→ PAGE EXCERPT:
::::

In art the example of the great masters, against whom there was no appeal, had established a method which was not even disputed. Had another Michael Angelo appeared, he might have founded a school of landscape, or of historical or mythological painting, which would have struck a new key and created another revolution. The ancient glories of Rome, the loves and adventures of Orlando, the glories of Italian scenery, might have lived upon the canvas of a new race of great painters. But no such creator showed himself, and the orthodoxy of the times demanded nothing but religious art. The later works of the great generation had left the narrow round of holy families and Biblical subjects. The ecstasies of St. Francis and St. Theresa, the martyrdoms of St. Agnes, St. Agatha, St. Laurence, and all the "ghastly glories of saints," on which the Jesuit fathers loved to dwell, inspired the reigning school. Now and then such a subject as Guido's "Aurora" opened a window into a new region. But as we go through the gallery of Bologna, we are oppressed with the sameness of excellence, and the absence of invention. Composition, modelling, drawing, chiaroscuro, subordination and relation of parts, are all in them. We admire, but our hearts are not

touched. We long for some rebellion against convention, some touch of nature; and whilst acknowledging the genius of the Caracci, we would gladly exchange all this correctness for the absurdities and anachronisms of an earlier and more living school.

::::

→ DATA LINES:
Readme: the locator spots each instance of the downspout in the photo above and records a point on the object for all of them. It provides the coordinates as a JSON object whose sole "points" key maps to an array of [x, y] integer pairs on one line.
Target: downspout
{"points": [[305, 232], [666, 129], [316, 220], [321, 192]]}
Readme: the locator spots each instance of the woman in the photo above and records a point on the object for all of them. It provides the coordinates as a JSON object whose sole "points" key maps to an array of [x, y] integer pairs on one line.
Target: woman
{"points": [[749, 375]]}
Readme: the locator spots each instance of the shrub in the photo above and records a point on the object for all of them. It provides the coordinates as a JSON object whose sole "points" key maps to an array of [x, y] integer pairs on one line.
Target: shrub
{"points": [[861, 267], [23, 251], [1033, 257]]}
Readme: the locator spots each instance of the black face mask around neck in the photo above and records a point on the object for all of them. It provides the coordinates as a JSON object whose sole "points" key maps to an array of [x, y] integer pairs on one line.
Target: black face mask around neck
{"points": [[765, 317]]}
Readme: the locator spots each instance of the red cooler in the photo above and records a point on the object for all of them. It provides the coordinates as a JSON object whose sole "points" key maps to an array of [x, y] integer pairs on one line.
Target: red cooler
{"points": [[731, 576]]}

::::

→ PROBLEMS TO WORK ON:
**A.** Please transcribe the passage on painting, starting at "touched. We long" and ending at "more living school.".
**B.** How many lines in the entries contain the string "around"? Reply with the number only.

→ SOLUTIONS BELOW:
**A.**
touched. We long for some rebellion against convention, some touch of nature; and whilst acknowledging the genius of the Caracci, we would gladly exchange all this correctness for the absurdities and anachronisms of an earlier and more living school.

**B.** 2